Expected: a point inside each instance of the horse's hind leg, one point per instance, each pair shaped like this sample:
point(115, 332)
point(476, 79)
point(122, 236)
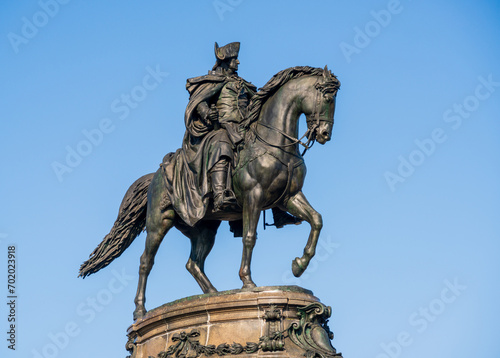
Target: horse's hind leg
point(158, 223)
point(202, 238)
point(299, 206)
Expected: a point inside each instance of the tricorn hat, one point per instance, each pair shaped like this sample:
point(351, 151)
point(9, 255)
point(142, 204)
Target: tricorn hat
point(228, 51)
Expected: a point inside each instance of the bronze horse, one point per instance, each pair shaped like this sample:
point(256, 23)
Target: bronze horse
point(270, 173)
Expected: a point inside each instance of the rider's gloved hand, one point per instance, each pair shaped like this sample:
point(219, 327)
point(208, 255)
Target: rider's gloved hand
point(213, 114)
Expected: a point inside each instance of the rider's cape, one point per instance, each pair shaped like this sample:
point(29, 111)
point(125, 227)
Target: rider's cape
point(186, 170)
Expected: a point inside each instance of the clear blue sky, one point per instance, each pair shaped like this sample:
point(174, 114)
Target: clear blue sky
point(408, 186)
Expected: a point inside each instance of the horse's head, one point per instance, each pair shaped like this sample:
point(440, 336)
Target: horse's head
point(319, 107)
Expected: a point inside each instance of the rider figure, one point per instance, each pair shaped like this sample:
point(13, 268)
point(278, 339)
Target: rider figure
point(217, 104)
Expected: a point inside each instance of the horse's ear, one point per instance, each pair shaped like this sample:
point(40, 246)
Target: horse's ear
point(326, 73)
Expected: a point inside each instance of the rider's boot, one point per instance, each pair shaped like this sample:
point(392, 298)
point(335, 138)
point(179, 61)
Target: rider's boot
point(223, 197)
point(282, 218)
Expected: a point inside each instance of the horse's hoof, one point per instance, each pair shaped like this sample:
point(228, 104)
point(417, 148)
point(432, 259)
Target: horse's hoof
point(139, 313)
point(249, 285)
point(297, 268)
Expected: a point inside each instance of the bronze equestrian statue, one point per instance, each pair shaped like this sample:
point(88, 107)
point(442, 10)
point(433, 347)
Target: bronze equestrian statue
point(240, 156)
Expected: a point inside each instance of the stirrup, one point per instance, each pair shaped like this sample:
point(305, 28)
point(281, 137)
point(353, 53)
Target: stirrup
point(224, 199)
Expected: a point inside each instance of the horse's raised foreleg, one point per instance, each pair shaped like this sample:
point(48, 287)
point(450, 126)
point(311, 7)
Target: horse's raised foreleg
point(251, 213)
point(158, 223)
point(202, 238)
point(299, 206)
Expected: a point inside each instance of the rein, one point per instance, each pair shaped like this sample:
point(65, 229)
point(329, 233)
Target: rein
point(312, 125)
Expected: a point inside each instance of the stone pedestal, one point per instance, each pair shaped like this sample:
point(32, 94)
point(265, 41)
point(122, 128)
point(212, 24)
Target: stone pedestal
point(280, 321)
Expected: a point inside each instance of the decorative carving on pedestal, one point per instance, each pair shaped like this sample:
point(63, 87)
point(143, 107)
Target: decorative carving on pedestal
point(312, 332)
point(281, 334)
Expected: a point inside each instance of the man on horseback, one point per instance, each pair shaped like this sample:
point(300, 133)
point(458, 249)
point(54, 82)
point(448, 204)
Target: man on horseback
point(217, 105)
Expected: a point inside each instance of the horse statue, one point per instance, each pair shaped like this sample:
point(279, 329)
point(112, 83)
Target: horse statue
point(270, 172)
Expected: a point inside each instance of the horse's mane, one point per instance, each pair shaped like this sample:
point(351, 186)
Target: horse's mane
point(277, 81)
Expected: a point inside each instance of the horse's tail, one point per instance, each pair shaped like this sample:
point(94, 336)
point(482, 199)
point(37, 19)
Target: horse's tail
point(129, 224)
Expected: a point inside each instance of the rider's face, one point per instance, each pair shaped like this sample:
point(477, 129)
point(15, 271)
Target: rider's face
point(233, 64)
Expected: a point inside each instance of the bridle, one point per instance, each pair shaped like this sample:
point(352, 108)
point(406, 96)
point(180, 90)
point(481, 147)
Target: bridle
point(313, 123)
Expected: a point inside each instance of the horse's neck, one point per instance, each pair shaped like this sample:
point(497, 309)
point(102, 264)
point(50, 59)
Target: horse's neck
point(281, 111)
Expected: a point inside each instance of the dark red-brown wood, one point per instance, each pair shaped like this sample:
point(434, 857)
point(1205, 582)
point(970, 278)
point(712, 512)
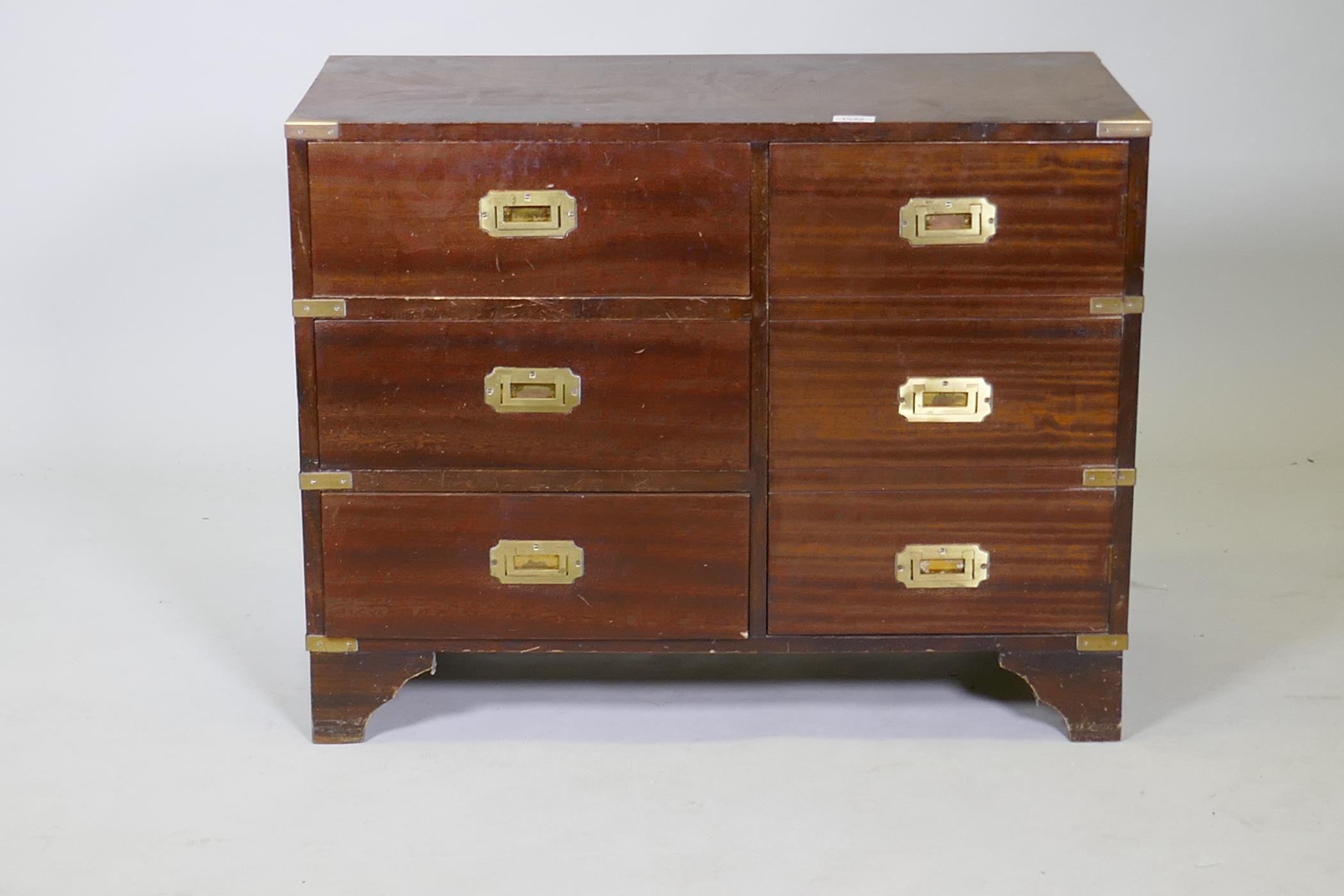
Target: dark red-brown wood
point(835, 391)
point(663, 97)
point(532, 308)
point(417, 566)
point(653, 220)
point(832, 562)
point(1085, 688)
point(657, 396)
point(835, 220)
point(348, 687)
point(815, 280)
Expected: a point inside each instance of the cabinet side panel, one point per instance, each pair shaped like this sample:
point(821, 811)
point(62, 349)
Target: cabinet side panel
point(1136, 233)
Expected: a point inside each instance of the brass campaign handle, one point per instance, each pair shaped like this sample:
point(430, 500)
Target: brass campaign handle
point(526, 562)
point(943, 566)
point(945, 399)
point(948, 221)
point(529, 212)
point(532, 390)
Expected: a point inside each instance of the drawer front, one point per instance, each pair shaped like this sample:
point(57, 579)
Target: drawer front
point(836, 220)
point(832, 566)
point(420, 566)
point(1019, 394)
point(666, 396)
point(651, 220)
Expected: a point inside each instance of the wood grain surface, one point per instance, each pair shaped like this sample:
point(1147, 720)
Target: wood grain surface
point(660, 396)
point(835, 223)
point(655, 93)
point(348, 687)
point(1085, 688)
point(835, 390)
point(417, 566)
point(653, 220)
point(832, 562)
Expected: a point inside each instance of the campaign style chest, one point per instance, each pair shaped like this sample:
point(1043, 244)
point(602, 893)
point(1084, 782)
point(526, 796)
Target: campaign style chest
point(717, 354)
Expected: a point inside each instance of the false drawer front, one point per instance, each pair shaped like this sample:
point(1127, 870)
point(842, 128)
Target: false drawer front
point(940, 562)
point(925, 394)
point(520, 566)
point(628, 396)
point(947, 220)
point(530, 220)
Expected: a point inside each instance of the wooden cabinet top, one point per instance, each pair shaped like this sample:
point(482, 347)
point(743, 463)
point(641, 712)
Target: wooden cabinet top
point(1065, 96)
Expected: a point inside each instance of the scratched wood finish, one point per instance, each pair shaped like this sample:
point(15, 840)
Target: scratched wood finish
point(832, 562)
point(660, 97)
point(660, 396)
point(801, 250)
point(531, 308)
point(1085, 688)
point(348, 687)
point(834, 394)
point(417, 566)
point(835, 223)
point(653, 220)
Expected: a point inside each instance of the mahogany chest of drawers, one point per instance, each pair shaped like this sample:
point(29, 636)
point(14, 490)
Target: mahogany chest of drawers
point(717, 354)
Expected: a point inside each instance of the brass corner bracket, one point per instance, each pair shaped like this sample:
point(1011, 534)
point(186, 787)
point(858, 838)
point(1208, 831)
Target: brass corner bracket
point(1103, 643)
point(1117, 305)
point(326, 481)
point(312, 129)
point(321, 644)
point(1125, 128)
point(1109, 477)
point(319, 308)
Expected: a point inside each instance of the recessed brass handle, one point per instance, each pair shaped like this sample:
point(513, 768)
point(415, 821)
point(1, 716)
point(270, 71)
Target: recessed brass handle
point(943, 566)
point(960, 221)
point(522, 562)
point(955, 399)
point(532, 390)
point(529, 212)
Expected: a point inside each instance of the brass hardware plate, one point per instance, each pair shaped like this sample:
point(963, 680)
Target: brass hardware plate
point(321, 644)
point(532, 390)
point(1109, 477)
point(312, 129)
point(1125, 128)
point(319, 308)
point(326, 481)
point(1117, 305)
point(529, 212)
point(957, 399)
point(536, 562)
point(943, 566)
point(948, 221)
point(1117, 643)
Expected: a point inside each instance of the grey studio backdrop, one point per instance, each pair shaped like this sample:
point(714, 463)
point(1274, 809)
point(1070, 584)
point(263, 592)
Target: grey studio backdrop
point(151, 594)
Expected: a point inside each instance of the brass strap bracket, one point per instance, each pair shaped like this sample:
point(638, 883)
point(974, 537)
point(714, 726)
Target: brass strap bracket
point(1117, 305)
point(326, 481)
point(1103, 643)
point(319, 308)
point(321, 644)
point(312, 131)
point(1125, 128)
point(1109, 477)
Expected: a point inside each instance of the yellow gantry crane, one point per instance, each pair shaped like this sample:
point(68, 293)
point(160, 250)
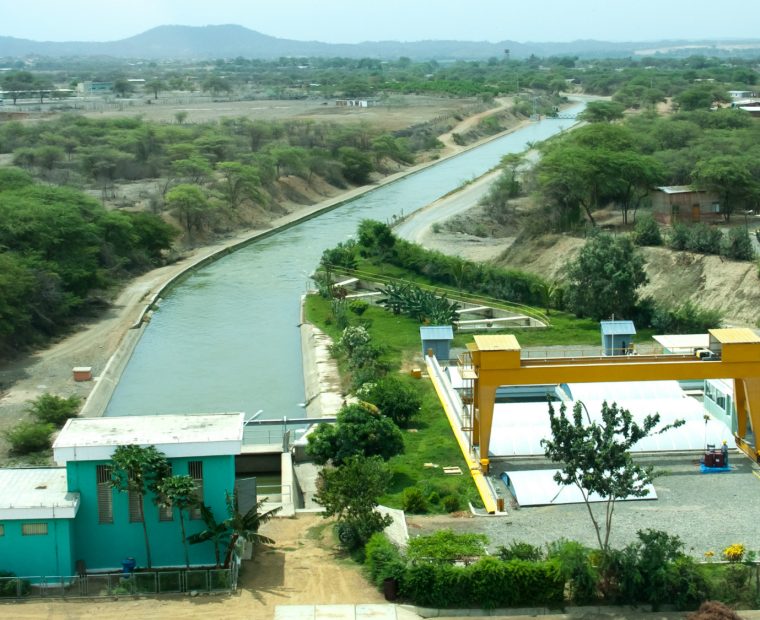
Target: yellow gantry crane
point(493, 361)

^^^^^^^^

Copy out the data from its first line down to the line that contains "point(270, 173)", including that line. Omit the pictures.

Expected: a point inside each instance of the horse's hind leg, one point per instance, each pair shaped like this sample:
point(115, 332)
point(476, 79)
point(122, 236)
Target: horse's hind leg
point(158, 223)
point(202, 238)
point(299, 206)
Expected: a point inside each instance of the tricorn hat, one point per instance, each pair shaped like this sample:
point(351, 151)
point(9, 255)
point(142, 204)
Target: tricorn hat
point(228, 51)
Expected: a point inside each instance of the bronze horse, one point per instance, each pair shaped like this sample:
point(256, 23)
Target: bronze horse
point(270, 173)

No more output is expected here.